Custom instances

In addition to built-in instances of datafit, penalty, and estimators natively implemented in el0ps, the package provides a flexible workflow allowing for users-defined instances of these objects to better fit application needs. This process is articulated around the following template classes:

When properly implemented, derived classes are fully compatible with all the utilities provided by el0ps without further requirements. This section explains how to proceed.

Note

Examples of user-defined datafit, penalty and estimators instantiation are given in the Examples section.

Mathematical background

Defining custom datafit, penalty and estimators requires some mathematical background on convex analysis. In particular, given a function \(\omega: \mathbb{R}^d \rightarrow \mathbb{R} \cup \{+\infty\}\), the notions of properness, lower-semicontinuity, convexity, coercivity, Lipschitz-continuity, gradient \(\nabla\omega\), subdifferential \(\partial\omega\), convex conjugate \(\omega^{\ast}\), and proximal operator \(\mathrm{prox}_{\omega}\) will be used in the rest of this section. We refer users to the following monograph for a comprehensive introduction and definition of these notions.

Beck, A. (2017). First-order methods in optimization. SIAM.

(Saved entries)
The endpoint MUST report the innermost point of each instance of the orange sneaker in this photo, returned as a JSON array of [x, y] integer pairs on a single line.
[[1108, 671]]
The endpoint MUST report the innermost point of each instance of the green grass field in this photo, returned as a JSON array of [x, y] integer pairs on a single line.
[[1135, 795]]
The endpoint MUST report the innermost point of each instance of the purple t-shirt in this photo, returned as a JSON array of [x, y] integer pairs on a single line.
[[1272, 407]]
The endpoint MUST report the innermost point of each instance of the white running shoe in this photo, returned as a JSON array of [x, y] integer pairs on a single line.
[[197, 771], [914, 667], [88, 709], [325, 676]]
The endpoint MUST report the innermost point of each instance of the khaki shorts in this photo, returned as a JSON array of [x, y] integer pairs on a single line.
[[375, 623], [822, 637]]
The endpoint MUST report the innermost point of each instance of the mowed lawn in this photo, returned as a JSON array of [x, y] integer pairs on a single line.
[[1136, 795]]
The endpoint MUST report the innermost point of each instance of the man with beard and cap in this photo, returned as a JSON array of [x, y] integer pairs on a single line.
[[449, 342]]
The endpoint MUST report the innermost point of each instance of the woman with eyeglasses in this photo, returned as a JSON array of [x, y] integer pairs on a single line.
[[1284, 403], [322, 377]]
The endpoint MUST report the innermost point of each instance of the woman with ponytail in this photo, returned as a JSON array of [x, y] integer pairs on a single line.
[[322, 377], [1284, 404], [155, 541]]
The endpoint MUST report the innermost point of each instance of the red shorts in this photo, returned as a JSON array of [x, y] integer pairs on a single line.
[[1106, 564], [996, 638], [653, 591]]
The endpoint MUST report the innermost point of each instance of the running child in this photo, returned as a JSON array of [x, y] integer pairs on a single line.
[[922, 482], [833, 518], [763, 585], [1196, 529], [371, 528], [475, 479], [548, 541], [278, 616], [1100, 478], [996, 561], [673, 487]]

# [Instruction A]
Rewrite the stretch of the custom instances page from "When properly implemented, derived" through "the Examples section.", replacing "derived classes" with "subclasses".
# [Instruction B]
Put the saved entries from the line containing "of the mowed" through the line containing "[[449, 342]]" into a Markdown table with the columns n and Entry, one row per line and blank lines left out.

# [Full output A]
When properly implemented, subclasses are fully compatible with all the utilities provided by el0ps without further requirements. This section explains how to proceed.

Note

Examples of user-defined datafit, penalty and estimators instantiation are given in the Examples section.

# [Full output B]
| n | Entry |
|---|---|
| 1 | The endpoint MUST report the innermost point of each instance of the mowed lawn in this photo, returned as a JSON array of [x, y] integer pairs on a single line. |
| 2 | [[1136, 795]] |
| 3 | The endpoint MUST report the innermost point of each instance of the man with beard and cap in this photo, returned as a JSON array of [x, y] integer pairs on a single line. |
| 4 | [[449, 342]] |